## Challenge
Return every line of the data below unchanged, leaving the pictures out of your reply.

[Annotation dataset entries]

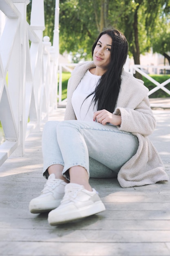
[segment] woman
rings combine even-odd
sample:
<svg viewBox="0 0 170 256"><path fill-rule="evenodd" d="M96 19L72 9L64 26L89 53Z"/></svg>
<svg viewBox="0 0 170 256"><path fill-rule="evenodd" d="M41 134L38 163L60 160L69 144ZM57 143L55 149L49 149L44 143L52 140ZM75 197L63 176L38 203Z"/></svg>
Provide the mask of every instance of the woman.
<svg viewBox="0 0 170 256"><path fill-rule="evenodd" d="M122 187L168 180L147 137L156 124L148 89L123 70L128 52L120 32L101 33L92 47L93 61L77 65L68 81L65 120L44 126L43 173L48 180L29 209L52 210L51 225L105 209L89 176L117 176Z"/></svg>

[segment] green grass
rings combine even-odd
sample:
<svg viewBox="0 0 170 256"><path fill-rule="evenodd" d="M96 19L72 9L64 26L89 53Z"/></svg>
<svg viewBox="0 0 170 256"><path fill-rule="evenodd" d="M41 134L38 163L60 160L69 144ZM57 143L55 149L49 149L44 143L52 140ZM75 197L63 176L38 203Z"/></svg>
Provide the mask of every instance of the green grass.
<svg viewBox="0 0 170 256"><path fill-rule="evenodd" d="M63 72L62 73L62 100L67 97L67 83L71 76L71 73L69 72Z"/></svg>
<svg viewBox="0 0 170 256"><path fill-rule="evenodd" d="M71 74L69 72L63 72L62 74L62 100L67 97L67 83ZM155 80L161 83L166 80L170 78L170 75L150 75L150 76ZM147 79L144 76L143 77L144 84L149 90L155 87L156 85L152 82ZM165 86L170 90L170 83ZM154 92L150 96L150 98L166 98L170 97L170 95L165 92L161 89Z"/></svg>

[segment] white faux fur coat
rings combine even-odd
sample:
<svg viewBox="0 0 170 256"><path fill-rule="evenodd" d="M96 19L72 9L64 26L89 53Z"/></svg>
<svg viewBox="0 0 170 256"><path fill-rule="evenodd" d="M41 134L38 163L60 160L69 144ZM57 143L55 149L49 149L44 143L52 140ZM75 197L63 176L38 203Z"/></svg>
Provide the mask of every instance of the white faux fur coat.
<svg viewBox="0 0 170 256"><path fill-rule="evenodd" d="M85 62L77 66L72 72L68 84L65 120L76 119L71 104L73 93L86 71L93 67L95 65L93 61ZM158 153L147 137L153 132L156 126L148 91L142 81L123 72L121 90L114 114L121 115L121 123L118 128L132 132L139 142L135 155L119 172L117 179L123 188L169 180Z"/></svg>

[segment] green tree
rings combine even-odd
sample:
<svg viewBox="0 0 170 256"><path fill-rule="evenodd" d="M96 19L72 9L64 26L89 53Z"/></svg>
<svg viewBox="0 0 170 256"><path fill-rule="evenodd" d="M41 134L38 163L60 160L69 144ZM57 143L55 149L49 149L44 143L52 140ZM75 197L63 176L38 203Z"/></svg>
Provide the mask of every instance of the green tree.
<svg viewBox="0 0 170 256"><path fill-rule="evenodd" d="M55 2L44 1L44 35L49 36L51 42ZM129 54L135 64L139 64L140 54L152 46L159 30L160 17L162 13L167 16L169 4L169 0L60 0L60 52L71 52L75 61L82 57L91 58L91 47L99 32L113 27L124 33L129 43ZM163 34L165 30L162 30Z"/></svg>
<svg viewBox="0 0 170 256"><path fill-rule="evenodd" d="M157 26L157 29L152 38L153 51L164 56L170 65L170 2L163 7Z"/></svg>

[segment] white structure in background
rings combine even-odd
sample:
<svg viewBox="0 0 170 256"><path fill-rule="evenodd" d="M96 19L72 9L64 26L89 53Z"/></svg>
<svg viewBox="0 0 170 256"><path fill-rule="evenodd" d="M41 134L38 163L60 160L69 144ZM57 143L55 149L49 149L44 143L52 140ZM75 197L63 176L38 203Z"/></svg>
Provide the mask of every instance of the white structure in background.
<svg viewBox="0 0 170 256"><path fill-rule="evenodd" d="M170 53L169 54L170 54ZM164 68L167 71L169 70L170 72L168 72L167 73L170 74L170 68L168 67L169 63L167 59L160 54L157 52L153 53L152 48L150 52L146 52L145 55L141 54L140 63L141 65L146 66L145 68L144 68L143 71L146 74L160 74ZM130 65L134 65L132 58L130 59ZM155 66L157 67L156 67Z"/></svg>
<svg viewBox="0 0 170 256"><path fill-rule="evenodd" d="M57 106L59 1L53 46L48 37L43 40L44 0L32 0L30 25L29 2L0 0L0 120L6 139L0 145L0 166L13 152L23 155L29 133L39 130Z"/></svg>

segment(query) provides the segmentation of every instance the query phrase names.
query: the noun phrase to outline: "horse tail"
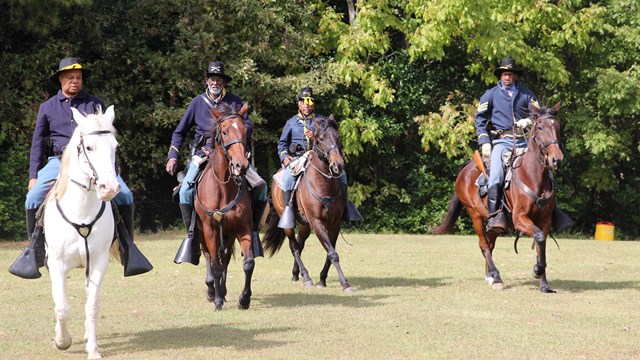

## Solution for this task
[segment] woman
rings combine even-odd
sample:
<svg viewBox="0 0 170 256"><path fill-rule="evenodd" d="M96 19L72 9L64 26L89 53Z"/></svg>
<svg viewBox="0 0 170 256"><path fill-rule="evenodd" d="M41 134L38 163L60 160L69 144ZM57 143L55 149L49 149L44 143L52 140ZM75 197L63 176L38 203Z"/></svg>
Provide the mask of every instance of the woman.
<svg viewBox="0 0 170 256"><path fill-rule="evenodd" d="M122 187L168 180L147 137L156 124L148 89L123 70L128 52L120 32L101 33L92 47L93 61L77 65L68 81L65 120L44 126L43 173L48 180L29 209L52 210L51 225L105 209L89 176L117 176Z"/></svg>

[segment] green grass
rings combine even-odd
sample:
<svg viewBox="0 0 170 256"><path fill-rule="evenodd" d="M96 19L72 9L64 26L89 53Z"/></svg>
<svg viewBox="0 0 170 256"><path fill-rule="evenodd" d="M41 134L38 163L60 160L69 144ZM57 143L55 149L49 149L44 143L52 140ZM75 197L63 176L38 203Z"/></svg>
Provide the mask of every instance of the green grass.
<svg viewBox="0 0 170 256"><path fill-rule="evenodd" d="M63 72L62 73L62 100L67 97L67 83L71 76L71 73L69 72Z"/></svg>
<svg viewBox="0 0 170 256"><path fill-rule="evenodd" d="M71 74L69 72L63 72L62 74L62 100L67 97L67 83ZM155 80L161 83L166 80L170 78L170 75L150 75L150 76ZM147 79L144 76L143 77L144 84L149 90L155 87L156 85L152 82ZM165 86L170 90L170 83ZM154 92L150 96L150 98L166 98L170 97L170 95L165 92L161 89Z"/></svg>

[segment] white faux fur coat
rings combine even-odd
sample:
<svg viewBox="0 0 170 256"><path fill-rule="evenodd" d="M96 19L72 9L64 26L89 53Z"/></svg>
<svg viewBox="0 0 170 256"><path fill-rule="evenodd" d="M41 134L38 163L60 160L69 144ZM57 143L55 149L49 149L44 143L52 140ZM75 197L63 176L38 203Z"/></svg>
Provide the mask of every instance of the white faux fur coat.
<svg viewBox="0 0 170 256"><path fill-rule="evenodd" d="M85 62L77 66L72 72L68 84L65 120L76 119L71 104L73 93L86 71L93 67L95 65L93 61ZM158 153L147 137L153 132L156 126L148 91L142 81L123 72L121 90L114 114L121 115L121 123L118 128L132 132L139 142L135 155L119 172L117 179L123 188L169 180Z"/></svg>

[segment] green tree
rings combine even-odd
sample:
<svg viewBox="0 0 170 256"><path fill-rule="evenodd" d="M96 19L72 9L64 26L89 53Z"/></svg>
<svg viewBox="0 0 170 256"><path fill-rule="evenodd" d="M41 134L38 163L60 160L69 144ZM57 143L55 149L49 149L44 143L52 140ZM75 197L63 176L38 203Z"/></svg>
Provide the mask of every instance of the green tree.
<svg viewBox="0 0 170 256"><path fill-rule="evenodd" d="M55 2L44 1L44 35L49 36L51 42ZM129 54L135 64L139 64L140 54L152 46L159 30L160 17L162 13L167 16L169 4L169 0L60 0L60 52L71 52L75 61L82 57L91 58L91 47L99 32L113 27L124 33L129 43ZM163 34L165 30L162 30Z"/></svg>
<svg viewBox="0 0 170 256"><path fill-rule="evenodd" d="M157 26L157 29L152 38L153 51L164 56L170 65L170 2L163 7Z"/></svg>

[segment] white structure in background
rings combine even-odd
sample:
<svg viewBox="0 0 170 256"><path fill-rule="evenodd" d="M96 19L72 9L64 26L89 53Z"/></svg>
<svg viewBox="0 0 170 256"><path fill-rule="evenodd" d="M41 134L38 163L60 160L69 144ZM57 143L55 149L49 149L44 143L52 140ZM75 197L63 176L38 203Z"/></svg>
Provide the mask of every instance of the white structure in background.
<svg viewBox="0 0 170 256"><path fill-rule="evenodd" d="M170 53L169 54L170 54ZM164 68L167 71L169 70L170 72L168 72L167 73L170 74L170 68L168 67L169 63L167 59L160 54L157 52L153 53L152 48L150 52L146 52L145 55L141 54L140 63L141 65L146 66L145 68L144 68L143 71L146 74L160 74ZM130 65L134 65L132 58L130 59ZM155 66L157 67L156 67Z"/></svg>
<svg viewBox="0 0 170 256"><path fill-rule="evenodd" d="M57 106L59 1L53 46L48 37L43 40L44 0L32 0L30 25L29 2L0 0L0 120L6 139L0 145L0 166L13 152L23 155L29 133L39 130Z"/></svg>

segment(query) provides the segmentation of every instance the query phrase names.
query: the noun phrase to outline: "horse tail"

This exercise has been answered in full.